_Stated exercise_
Pick up the blog post below about what Toronto taught its writer and keep writing it from its final sentence onward.

_Excerpt_
Things Toronto Taught Me: Part Deux….. or Trois…..

So today I re-started my blog which I had inadvertently abandoned in favour of starting a Twitter business, moving, and getting a new job.  Okay, so the “move” was a 30-minute walk away from my other place, which I stayed at for about one night a month, but still.  I moved.

I got an e-mail that people liked my last post, so I’m gonna post another.  Just like that, you get more reading material.  I can see this becoming cyclic….. and I’m okay with that.

One category I forgot about was my “Things Toronto Taught Me” segment, mostly providing an outlet for my frustrations of society in the biggest city/metropolis/megasuperexpansivethingy in Canada.  Yes, Spell Check, I realize that isn’t a word, but thanks for providing it some colour.  Gahh, I’m in Canada, Spell Check — colour is supposed to be spelled with a “u”!  I digress.

_Given information_
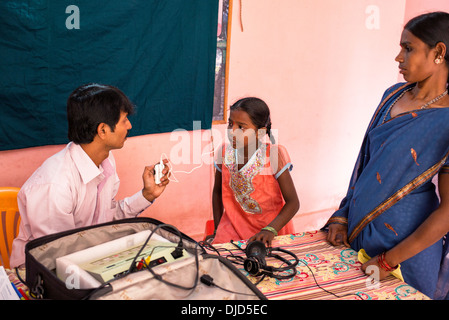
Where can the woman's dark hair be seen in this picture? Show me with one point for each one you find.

_Result of the task_
Today’s submission of factoids and junk I learned in the big T.O.:

  • Winter doesn’t really start until the snow sticks to the ground….. and that surprisingly won’t happen until the end of December (if then).  In Niagara where I grew up, we’d have snow right at the beginning, and a few weeks full of lake effect winter before Christmas arrived.
  • The sickest people in the city will always ride the TTC.
  • The ones hacking up a lung will always choose the seat next to you.
  • Some people are immune to winter.  This becomes especially evident on Friday and Saturday nights, particularly in front of clubs with long lineups.
  • This will always make me giggle to myself, and snuggle deeper into my sensible coat, double-mittens, and an awesomely fuzzy hat (if I can ever find one).
  • Uggs were not invented by Canadians.  At least I doubt it.  If they were, well I’m stumped.
  • Scarves better not go out of style.
  • What few animals there are in the city get dumber as it gets colder.  Today we almost ran over a squirrel who stopped in front of us and pretty much could have written the tunes for his own funeral by the time he realized he should turn back around.
  • It may not be winter, but it’s pretty flippin’ cold to me.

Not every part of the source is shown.